Many people took me to task for my claim that intentionality isn’t required to do evil. George pointed out that Eichmann intended the consequences he caused. Kiashu argued,

“Whether they should feel bad or not is irrelevant. Believing in Jewish ethics, I believe that only actions and results matter; if a bad person does something with good results for bad reasons, it’s still got good results, so their motives are irrelevant - except insofar as they affect their future actions.”

I agree that Eichmann did intend the consequences of his action, but one of the important points that Arendt makes is that he didn’t much care (this may or may not actually have been true of Eichmann personally, but for the purposes of this discussion we’ll accept Arendt’s claim) what harm he did. Yes, he did his harm knowingly, but his interest and intention were not focused on what he accomplished, but on his own personal ends. I think there is more common ground here that either of my critics is inclined to admit. In this case, we may not intend our ends, but we share with Eichmann the condition of being mostly concerned with achieving our personal ends. The difference is that for those who could know or do know, they choose not to carefully consider the outcomes, an option Eichmann didn’t have.

I would use a legal analogy - we do believe that intentionality matters in how we judge the crimes we commit. If for example, I stab my husband with a tuning fork in the heat of passion, others will judge me differently than if I take the tuning fork, and plot an elaborate scheme to murder him with it. But only up to a point. The act is still murder. At best, if I were to accidentally murder my husband (in some way I can’t figure out) with a tuning fork, one might call that an accident, or at worst, criminally negligent homicide. But what would happen if I kept doing it, over and over and over again, and stream of tuning fork induced corpses appeared in my yard (ok, this is past silly)?

Task statement:
Translate this sentence from the passage on intentionality and evil into Spanish: "Yes, he did his harm knowingly, but his interest and intention were not focused on what he accomplished, but on his own personal ends."

Extracted records:

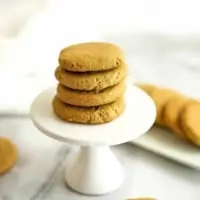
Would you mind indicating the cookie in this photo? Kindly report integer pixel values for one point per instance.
(94, 56)
(161, 96)
(90, 98)
(171, 113)
(148, 88)
(189, 121)
(93, 115)
(8, 155)
(91, 80)
(142, 198)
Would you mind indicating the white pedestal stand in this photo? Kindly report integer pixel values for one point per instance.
(96, 170)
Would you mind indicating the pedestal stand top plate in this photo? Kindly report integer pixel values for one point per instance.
(137, 118)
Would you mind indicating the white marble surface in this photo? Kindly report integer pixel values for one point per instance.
(39, 170)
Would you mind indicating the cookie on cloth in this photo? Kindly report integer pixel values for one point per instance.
(161, 96)
(90, 98)
(93, 56)
(93, 115)
(172, 111)
(8, 155)
(91, 80)
(190, 121)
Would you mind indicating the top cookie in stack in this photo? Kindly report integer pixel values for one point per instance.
(91, 83)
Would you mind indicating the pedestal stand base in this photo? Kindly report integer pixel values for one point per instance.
(95, 171)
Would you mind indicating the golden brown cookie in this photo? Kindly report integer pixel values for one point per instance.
(161, 96)
(189, 119)
(171, 113)
(148, 88)
(91, 80)
(93, 56)
(90, 98)
(93, 115)
(8, 155)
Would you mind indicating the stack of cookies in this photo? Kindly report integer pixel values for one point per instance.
(91, 83)
(175, 111)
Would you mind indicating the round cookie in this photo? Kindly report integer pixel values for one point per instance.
(91, 80)
(148, 88)
(93, 56)
(93, 115)
(90, 98)
(171, 113)
(189, 120)
(8, 155)
(161, 96)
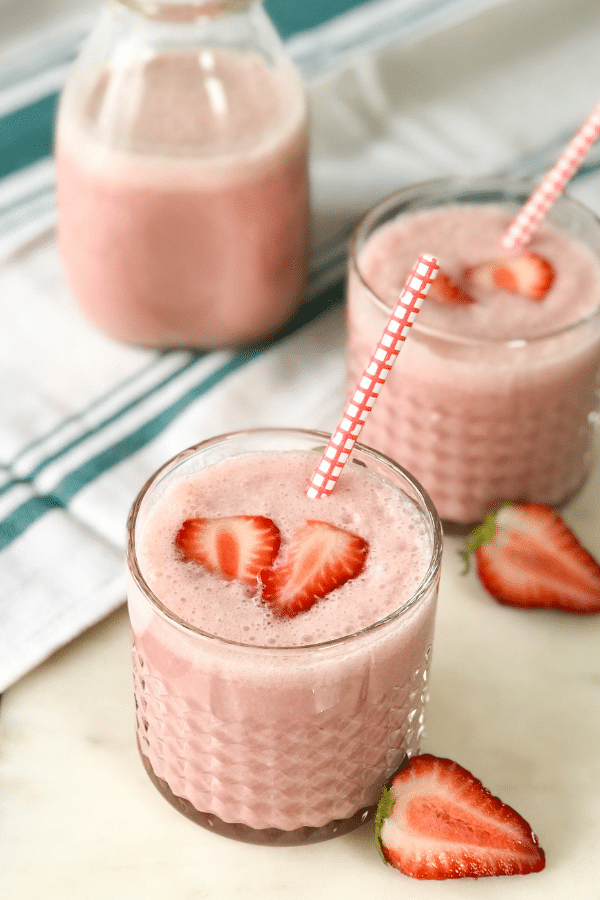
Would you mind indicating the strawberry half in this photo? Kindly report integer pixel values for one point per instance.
(529, 274)
(437, 821)
(232, 546)
(446, 290)
(321, 558)
(527, 556)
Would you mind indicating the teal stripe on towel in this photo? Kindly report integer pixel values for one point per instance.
(26, 135)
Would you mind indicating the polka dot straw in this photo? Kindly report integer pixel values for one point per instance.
(519, 232)
(373, 378)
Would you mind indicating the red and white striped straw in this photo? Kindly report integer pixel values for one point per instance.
(520, 231)
(373, 378)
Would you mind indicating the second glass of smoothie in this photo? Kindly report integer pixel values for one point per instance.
(262, 727)
(493, 400)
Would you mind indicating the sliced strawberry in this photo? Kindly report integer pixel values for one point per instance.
(232, 546)
(321, 558)
(438, 821)
(528, 274)
(446, 290)
(527, 556)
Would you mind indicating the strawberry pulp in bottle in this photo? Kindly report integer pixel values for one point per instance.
(182, 176)
(266, 726)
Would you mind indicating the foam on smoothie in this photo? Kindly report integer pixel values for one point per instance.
(465, 235)
(399, 548)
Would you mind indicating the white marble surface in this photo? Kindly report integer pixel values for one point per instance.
(515, 697)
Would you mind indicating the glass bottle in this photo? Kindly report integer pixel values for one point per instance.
(182, 174)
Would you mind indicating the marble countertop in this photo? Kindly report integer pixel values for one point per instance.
(515, 698)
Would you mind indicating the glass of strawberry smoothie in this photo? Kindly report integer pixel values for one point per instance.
(492, 399)
(278, 682)
(182, 175)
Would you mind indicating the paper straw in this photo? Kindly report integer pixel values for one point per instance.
(519, 232)
(373, 378)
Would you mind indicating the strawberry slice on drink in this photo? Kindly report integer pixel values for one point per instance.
(527, 556)
(321, 558)
(528, 274)
(448, 291)
(232, 546)
(437, 821)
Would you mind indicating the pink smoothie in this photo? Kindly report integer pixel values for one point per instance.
(484, 403)
(183, 212)
(281, 729)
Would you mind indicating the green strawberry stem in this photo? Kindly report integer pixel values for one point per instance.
(385, 808)
(481, 536)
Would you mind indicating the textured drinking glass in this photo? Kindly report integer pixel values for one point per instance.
(272, 744)
(481, 420)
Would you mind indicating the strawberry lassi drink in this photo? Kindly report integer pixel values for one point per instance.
(494, 396)
(280, 643)
(183, 197)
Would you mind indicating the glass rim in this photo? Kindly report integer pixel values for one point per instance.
(524, 186)
(427, 582)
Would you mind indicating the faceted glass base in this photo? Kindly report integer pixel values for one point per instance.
(275, 837)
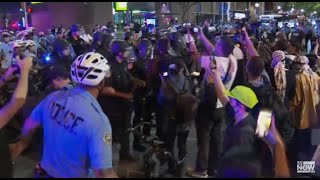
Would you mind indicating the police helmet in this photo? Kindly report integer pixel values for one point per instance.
(75, 28)
(162, 46)
(90, 69)
(144, 48)
(119, 46)
(5, 34)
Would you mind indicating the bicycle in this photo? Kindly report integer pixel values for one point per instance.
(156, 155)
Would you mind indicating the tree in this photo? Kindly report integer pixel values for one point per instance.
(185, 6)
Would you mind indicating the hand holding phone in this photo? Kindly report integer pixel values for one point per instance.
(213, 62)
(196, 30)
(264, 123)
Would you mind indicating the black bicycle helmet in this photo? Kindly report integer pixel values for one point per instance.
(75, 28)
(162, 46)
(144, 48)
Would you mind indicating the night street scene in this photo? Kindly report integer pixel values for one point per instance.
(159, 90)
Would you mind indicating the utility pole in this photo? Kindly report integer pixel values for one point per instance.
(24, 7)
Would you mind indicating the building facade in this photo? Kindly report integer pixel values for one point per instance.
(87, 14)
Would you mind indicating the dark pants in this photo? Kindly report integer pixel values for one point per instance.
(168, 128)
(209, 126)
(120, 118)
(142, 113)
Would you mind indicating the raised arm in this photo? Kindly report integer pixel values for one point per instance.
(209, 46)
(251, 50)
(20, 93)
(214, 77)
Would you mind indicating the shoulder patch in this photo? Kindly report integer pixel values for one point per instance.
(107, 138)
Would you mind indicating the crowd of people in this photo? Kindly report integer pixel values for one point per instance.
(83, 89)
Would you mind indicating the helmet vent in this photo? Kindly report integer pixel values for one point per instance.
(92, 77)
(95, 61)
(88, 57)
(97, 71)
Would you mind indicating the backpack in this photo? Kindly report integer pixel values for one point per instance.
(186, 104)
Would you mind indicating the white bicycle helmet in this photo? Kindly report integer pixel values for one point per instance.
(5, 33)
(90, 69)
(18, 43)
(29, 43)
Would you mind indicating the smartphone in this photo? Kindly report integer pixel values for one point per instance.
(213, 62)
(165, 74)
(264, 122)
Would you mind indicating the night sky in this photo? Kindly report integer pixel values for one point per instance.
(9, 7)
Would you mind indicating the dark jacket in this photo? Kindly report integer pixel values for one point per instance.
(269, 99)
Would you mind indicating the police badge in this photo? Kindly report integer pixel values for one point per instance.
(107, 138)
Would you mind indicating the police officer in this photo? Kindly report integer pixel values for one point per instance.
(76, 42)
(101, 43)
(6, 51)
(118, 104)
(170, 116)
(143, 101)
(61, 54)
(77, 134)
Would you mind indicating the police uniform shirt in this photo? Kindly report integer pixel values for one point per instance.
(77, 134)
(7, 50)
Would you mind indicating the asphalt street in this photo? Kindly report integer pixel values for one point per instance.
(24, 165)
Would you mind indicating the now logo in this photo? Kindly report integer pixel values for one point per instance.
(305, 167)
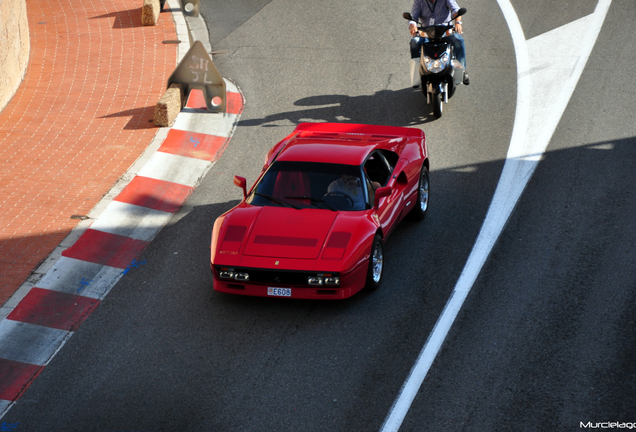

Result:
Sí, hizo el daño a sabiendas, pero su interés y su intención no se centraban en lo que lograba, sino en sus propios fines personales.